═════ Extract provided ═════

And in the big scheme of things, by her being a “mean girl” – she literally helped me more than she can ever know.  The outpouring of love and support was huge. I have a great group of women that are around me and build me up every day. But this went way beyond that.  I knew that Michelle, Tamara, Rachel, Crystal, and Jenn – those girls got my back.  This was over 300 – READ THAT – 300 PEOPLE.  Over three hundred people took the time to comment, text, or dm me.  I am so grateful.  So freaking grateful.  

Unfortunately, through her selfish comments – she hurt a few people. But the ones she intended to hurt, she actually lifted. Funny how that works.

Now, lets get down to what I want to say. This woman speaks Christianity.  Offers prayers for others. She does not look like me.  She does not talk like me. She just does not.  But please do not judge a book by it’s cover.

I have bleach blonde hair.  Sometimes it has looked like a rainbow. I have tattoos.  My clothing style is just that – MY STYLE.  I like what I like and how I like it. I know people talk about the way I dress.  Talk about my hair.  Ask anyone who has ever been out with me in public, every single time, this is said, “I love your hair”,  “I wish I had the courage to do that”, or “You look like Pink!”  This past weekend, I literally had a guy run up to me, because he got excited because he thought I was.  And I love Jesus. Why? Because I have made mistakes, and I have been given grace.  I have not known how I would function the next day, and he got me up.  Jesus is the one who got me here today. Jesus is the one who has taught me radical grace, and radical non-judgement. And my number one goal, it create a life, and a story – of just that.

═════ Excerpted records ═════

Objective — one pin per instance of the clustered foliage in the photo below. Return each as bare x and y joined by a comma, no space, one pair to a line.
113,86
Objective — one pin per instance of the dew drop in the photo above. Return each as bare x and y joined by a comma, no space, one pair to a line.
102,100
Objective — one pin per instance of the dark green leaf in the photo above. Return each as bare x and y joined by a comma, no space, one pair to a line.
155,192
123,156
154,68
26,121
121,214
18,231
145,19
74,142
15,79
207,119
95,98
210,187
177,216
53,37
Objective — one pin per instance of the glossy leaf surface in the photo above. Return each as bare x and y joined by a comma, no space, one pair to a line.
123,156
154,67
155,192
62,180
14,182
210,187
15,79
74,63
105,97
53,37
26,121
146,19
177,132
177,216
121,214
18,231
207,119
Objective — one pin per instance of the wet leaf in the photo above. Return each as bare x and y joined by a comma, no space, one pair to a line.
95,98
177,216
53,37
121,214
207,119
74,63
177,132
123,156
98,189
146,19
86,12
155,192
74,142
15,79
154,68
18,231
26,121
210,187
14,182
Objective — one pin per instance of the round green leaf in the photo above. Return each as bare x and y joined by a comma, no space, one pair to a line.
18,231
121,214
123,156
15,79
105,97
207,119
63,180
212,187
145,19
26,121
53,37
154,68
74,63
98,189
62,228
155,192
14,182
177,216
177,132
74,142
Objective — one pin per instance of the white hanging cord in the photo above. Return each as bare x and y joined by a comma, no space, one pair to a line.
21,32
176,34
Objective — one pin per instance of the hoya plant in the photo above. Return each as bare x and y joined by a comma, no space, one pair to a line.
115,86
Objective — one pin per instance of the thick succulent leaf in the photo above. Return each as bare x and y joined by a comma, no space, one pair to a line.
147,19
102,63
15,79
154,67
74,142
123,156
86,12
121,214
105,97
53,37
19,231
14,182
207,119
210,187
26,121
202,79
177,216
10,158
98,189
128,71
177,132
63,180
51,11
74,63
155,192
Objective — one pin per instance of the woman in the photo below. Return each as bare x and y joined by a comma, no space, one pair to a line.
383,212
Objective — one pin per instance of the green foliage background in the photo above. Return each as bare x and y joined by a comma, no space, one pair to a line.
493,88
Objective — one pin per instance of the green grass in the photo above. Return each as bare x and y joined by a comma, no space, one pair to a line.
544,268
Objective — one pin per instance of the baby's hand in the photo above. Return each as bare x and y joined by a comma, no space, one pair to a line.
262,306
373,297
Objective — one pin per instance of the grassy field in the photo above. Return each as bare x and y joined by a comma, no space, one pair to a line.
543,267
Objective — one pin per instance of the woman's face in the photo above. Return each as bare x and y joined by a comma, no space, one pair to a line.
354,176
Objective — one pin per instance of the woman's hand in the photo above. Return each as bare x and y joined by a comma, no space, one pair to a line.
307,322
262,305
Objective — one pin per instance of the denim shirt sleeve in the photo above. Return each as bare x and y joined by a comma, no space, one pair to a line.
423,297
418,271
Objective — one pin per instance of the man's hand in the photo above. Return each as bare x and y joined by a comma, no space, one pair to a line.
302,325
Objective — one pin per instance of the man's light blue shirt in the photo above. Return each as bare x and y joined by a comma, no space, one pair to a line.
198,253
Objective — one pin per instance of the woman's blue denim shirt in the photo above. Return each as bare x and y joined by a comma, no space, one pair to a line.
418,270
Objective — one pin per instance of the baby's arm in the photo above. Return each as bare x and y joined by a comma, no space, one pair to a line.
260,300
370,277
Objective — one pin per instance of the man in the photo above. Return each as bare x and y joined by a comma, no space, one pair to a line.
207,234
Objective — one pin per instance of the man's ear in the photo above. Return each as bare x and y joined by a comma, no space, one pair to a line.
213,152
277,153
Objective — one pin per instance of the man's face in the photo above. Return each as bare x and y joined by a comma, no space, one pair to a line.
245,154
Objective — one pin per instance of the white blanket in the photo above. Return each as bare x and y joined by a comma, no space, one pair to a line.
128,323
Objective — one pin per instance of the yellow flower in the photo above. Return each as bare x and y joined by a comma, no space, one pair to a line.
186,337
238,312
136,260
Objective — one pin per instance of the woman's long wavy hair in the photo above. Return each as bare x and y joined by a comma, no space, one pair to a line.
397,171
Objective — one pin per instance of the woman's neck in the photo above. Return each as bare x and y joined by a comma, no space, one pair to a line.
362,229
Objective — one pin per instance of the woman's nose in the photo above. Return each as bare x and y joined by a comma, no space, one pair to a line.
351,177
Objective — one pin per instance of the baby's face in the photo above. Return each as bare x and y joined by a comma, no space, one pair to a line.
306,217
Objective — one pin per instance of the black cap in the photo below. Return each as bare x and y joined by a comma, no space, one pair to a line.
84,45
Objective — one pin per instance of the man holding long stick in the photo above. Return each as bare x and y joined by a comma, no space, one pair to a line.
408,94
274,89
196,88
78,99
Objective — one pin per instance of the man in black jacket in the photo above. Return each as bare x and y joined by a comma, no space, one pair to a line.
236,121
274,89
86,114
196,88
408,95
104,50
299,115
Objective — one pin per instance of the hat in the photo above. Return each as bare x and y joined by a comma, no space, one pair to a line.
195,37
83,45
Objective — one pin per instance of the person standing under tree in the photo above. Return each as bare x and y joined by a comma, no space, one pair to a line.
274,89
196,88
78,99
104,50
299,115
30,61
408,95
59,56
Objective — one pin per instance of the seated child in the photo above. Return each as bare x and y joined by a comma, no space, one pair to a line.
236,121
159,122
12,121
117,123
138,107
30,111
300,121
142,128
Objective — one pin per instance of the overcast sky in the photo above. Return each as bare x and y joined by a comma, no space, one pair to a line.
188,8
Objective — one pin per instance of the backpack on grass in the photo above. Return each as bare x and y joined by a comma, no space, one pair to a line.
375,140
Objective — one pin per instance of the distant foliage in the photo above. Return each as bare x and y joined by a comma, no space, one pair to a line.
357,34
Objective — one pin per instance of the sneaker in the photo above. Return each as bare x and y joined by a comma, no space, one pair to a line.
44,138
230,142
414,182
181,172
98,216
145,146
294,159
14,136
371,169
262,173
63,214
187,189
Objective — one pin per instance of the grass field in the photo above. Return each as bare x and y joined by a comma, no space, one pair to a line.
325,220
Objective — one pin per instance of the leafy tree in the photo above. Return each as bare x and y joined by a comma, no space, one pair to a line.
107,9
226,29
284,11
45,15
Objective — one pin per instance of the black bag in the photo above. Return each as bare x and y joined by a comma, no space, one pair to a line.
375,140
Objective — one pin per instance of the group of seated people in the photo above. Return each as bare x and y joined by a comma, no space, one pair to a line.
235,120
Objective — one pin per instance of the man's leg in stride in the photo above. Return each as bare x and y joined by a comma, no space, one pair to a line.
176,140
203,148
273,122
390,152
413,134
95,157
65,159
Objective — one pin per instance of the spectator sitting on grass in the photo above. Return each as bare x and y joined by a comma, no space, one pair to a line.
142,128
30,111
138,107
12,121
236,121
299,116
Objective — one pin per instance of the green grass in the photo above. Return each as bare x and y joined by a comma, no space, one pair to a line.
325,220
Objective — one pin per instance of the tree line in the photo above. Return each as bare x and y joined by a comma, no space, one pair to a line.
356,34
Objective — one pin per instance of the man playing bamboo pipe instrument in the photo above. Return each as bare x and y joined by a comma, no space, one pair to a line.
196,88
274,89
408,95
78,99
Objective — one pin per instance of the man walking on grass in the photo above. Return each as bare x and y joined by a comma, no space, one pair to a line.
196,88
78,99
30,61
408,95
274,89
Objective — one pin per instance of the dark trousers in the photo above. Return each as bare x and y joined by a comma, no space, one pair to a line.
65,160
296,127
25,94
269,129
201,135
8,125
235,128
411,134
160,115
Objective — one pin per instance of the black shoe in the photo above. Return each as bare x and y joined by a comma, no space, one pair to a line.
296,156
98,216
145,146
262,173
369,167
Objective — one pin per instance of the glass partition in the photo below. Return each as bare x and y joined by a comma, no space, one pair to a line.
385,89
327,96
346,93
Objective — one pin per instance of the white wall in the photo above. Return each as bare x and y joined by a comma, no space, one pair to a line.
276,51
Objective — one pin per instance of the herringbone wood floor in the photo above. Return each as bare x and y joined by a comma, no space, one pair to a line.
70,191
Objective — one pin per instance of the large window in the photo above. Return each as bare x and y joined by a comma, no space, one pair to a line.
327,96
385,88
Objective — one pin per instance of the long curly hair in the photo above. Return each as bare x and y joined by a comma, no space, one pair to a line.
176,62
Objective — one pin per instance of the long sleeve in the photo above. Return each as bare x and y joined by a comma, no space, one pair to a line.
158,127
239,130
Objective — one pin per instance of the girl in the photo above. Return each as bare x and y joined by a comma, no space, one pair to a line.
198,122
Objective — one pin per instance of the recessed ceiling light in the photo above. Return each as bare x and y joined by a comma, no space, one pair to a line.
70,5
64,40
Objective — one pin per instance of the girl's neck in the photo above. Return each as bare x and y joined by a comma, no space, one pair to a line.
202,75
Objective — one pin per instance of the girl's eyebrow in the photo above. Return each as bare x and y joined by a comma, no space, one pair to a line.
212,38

═════

## Complete the following
1) Update the extract from "And in the big" through "So freaking grateful.", replacing "huge" with "enormous".
2) According to the extract, how many people took the time to comment, text, or send a direct message?

## Answers for the exercise
1)
And in the big scheme of things, by her being a “mean girl” – she literally helped me more than she can ever know.  The outpouring of love and support was enormous. I have a great group of women that are around me and build me up every day. But this went way beyond that.  I knew that Michelle, Tamara, Rachel, Crystal, and Jenn – those girls got my back.  This was over 300 – READ THAT – 300 PEOPLE.  Over three hundred people took the time to comment, text, or dm me.  I am so grateful.  So freaking grateful.

2) Over three hundred people.